▶ [REQUEST]
Arrange the records below, from the line with "Mark the white" to the line with "point(946, 197)", as a two-column CSV with the columns text and answer. Give one row for each record, putting its text and its answer each in a single quoted field with line breaks replaced by spaces.

▶ [Records in a dataset]

__________________________________________________

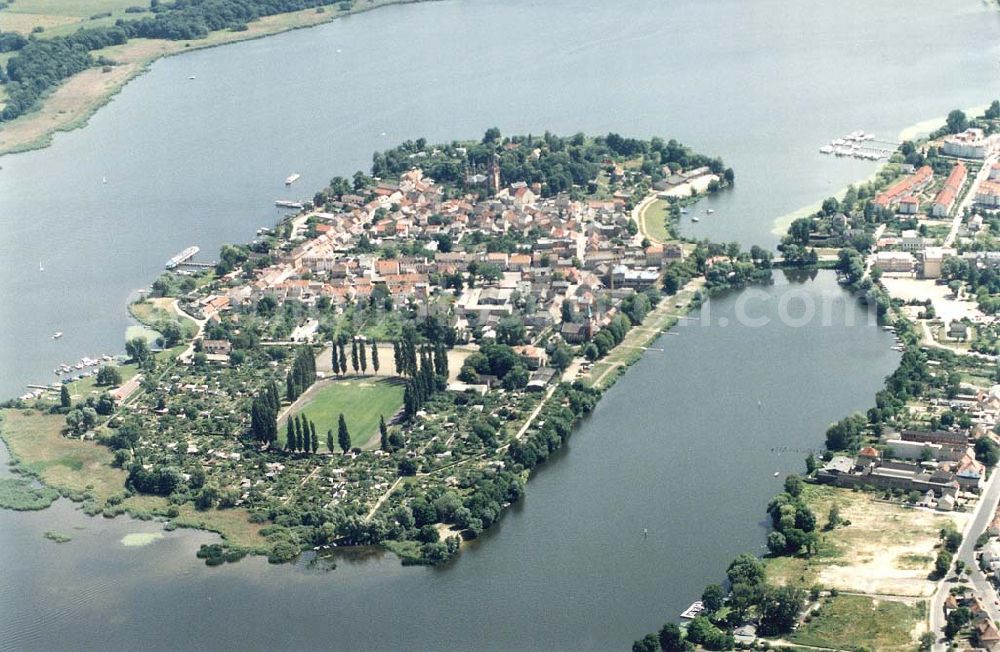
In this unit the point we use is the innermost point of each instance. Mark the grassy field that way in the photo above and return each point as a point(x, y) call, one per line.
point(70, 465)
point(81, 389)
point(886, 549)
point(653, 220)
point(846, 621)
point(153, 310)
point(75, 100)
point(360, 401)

__________________________________________________

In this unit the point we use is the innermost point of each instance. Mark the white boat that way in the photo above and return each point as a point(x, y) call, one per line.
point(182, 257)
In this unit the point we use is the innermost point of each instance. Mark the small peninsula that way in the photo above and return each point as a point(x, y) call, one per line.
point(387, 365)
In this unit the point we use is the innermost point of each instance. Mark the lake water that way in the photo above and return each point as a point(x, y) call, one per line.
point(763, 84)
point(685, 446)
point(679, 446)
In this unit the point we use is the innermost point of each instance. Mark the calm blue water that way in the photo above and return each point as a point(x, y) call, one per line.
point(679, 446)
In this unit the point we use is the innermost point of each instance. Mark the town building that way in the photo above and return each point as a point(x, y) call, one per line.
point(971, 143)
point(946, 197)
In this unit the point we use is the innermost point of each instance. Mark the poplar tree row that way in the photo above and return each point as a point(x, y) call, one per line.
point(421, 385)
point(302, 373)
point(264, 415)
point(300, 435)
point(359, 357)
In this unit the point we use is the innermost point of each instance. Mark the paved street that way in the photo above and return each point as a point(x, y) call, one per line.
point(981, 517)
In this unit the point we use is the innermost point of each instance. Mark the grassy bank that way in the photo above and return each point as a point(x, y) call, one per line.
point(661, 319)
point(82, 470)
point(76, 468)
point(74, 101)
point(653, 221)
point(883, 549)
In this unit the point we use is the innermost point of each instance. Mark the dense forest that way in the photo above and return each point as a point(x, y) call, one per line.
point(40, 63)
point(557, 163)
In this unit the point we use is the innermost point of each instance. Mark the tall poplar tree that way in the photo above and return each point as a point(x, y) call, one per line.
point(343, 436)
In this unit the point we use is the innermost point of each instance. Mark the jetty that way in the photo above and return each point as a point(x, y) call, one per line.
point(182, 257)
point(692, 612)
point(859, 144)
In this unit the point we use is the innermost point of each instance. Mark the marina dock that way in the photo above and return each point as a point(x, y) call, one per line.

__________________________________________________

▶ [RESULT]
text,answer
"In this unit the point we use is the innermost point of each instance. Mark the white boat that way in the photo above and return each point as a point(x, y) call, one per line.","point(182, 257)"
"In this unit the point we use is the innermost point of each instance. Mark the small peninsula that way in the photo above and return each point as a point(x, y) call, one per line.","point(387, 365)"
"In this unit the point we use is the innermost point of each instance. Mark the lake water that way in the photo above and return each point as a point(x, y) call, one per line.","point(763, 84) point(685, 446) point(679, 446)"
"In this unit the point we use is the innermost point of each instance. Mark the calm blue water that way in the photo above and return each point as a point(x, y) call, one per line.","point(679, 446)"
"In this unit the point we use is the innermost point of each instance. Mark the town building that way in the photo above and return each point as a point(x, y) call, one per line.","point(971, 143) point(946, 197)"